Request: Retype the material below line for line, without changing anything, and omit the pictures.

(Image annotation data)
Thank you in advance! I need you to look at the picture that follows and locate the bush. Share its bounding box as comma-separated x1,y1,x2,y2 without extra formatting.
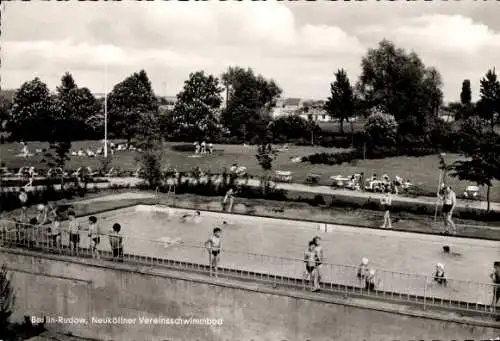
0,186,80,211
364,112,398,146
171,143,195,153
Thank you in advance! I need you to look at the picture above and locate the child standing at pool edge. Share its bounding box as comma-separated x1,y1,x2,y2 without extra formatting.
89,216,101,259
68,211,81,254
109,223,123,262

Complete output:
Thank you in advance! I need you to look at the picture that follows and locate the bush. Share its bounding box as comma-separated x1,y1,x2,y2 without extra formatting.
0,186,80,211
364,112,398,146
171,143,195,153
Thank you in advance! I need you to look at the picture above and locate the child standing at pool edge. Share its bounding box as comma-separated x1,y1,x2,y2 without extra formatting.
89,216,101,259
68,211,81,254
109,223,123,262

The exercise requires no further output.